> [SELECTED TEXT]:
>>

[![Open In Colab](https://colab.research.google.com/assets/colab-badge.svg)](https://colab.research.google.com/github/prashantkul/weak-to-strong-gen/blob/main/Prashant_Kulkarni_final_icl_w2s.ipynb)

# Weak-to-Strong Generalization Experiments

**Click the badge above to run this notebook in Google Colab!**

---


This notebook demonstrates how to clone the repository from git and run all experiments.

**What this notebook does:**
- Clones the code repository from GitHub
- Installs all dependencies
- Sets up environment and configuration
- Runs all 6 experiments (baseline, disclaimer, CoT × 2 models)
- Generates comprehensive visualization

**Estimated runtime:** 75-90 minutes total

**Requirements:**
- OpenRouter API key (get from https://openrouter.ai/settings/keys)
- Python 3.10+
- ~$150-200 in API credits (if running all experiments)

---
## Part 1: Repository Setup

This section clones the repository and installs dependencies.

In [None]:
# Cell 1: Clone Repository from GitHub
# This will download all the code from git
# Replace prashantkul/weak-to-strong-gen with your actual GitHub repository

import os
from pathlib import Path

# Check if we're in Colab
IN_COLAB = 'COLAB_GPU' in os.environ

if IN_COLAB:
    print("Running in Google Colab")
    # Clone repository to Colab
    !git clone https://github.com/prashantkul/weak-to-strong-gen.git
    %cd astra
    REPO_PATH = Path('/content/astra')
else:
    print("Running in local Jupyter")
    # For local Jupyter, assume we're already in the repo directory
    # If not, uncomment the lines below and update the path
    # !git clone https://github.com/prashantkul/weak-to-strong-gen.git
    # %cd astra
    REPO_PATH = Path.cwd()

<<

> [DATA SEGMENT]:

>>

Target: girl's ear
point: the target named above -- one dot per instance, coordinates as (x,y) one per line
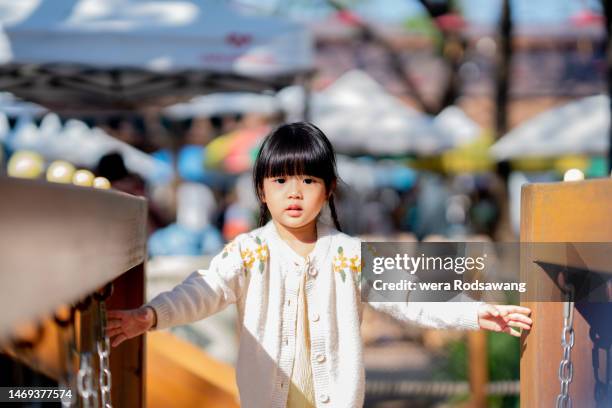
(332,189)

<<

> [WHAT YOU NEED TO DO]: Extract from the weak-to-strong notebook text the passage that begins at the words "This notebook demonstrates" and stops after "CoT × 2 models)", copying it word for word.

> [RESPONSE TO THIS TASK]:
This notebook demonstrates how to clone the repository from git and run all experiments.

**What this notebook does:**
- Clones the code repository from GitHub
- Installs all dependencies
- Sets up environment and configuration
- Runs all 6 experiments (baseline, disclaimer, CoT × 2 models)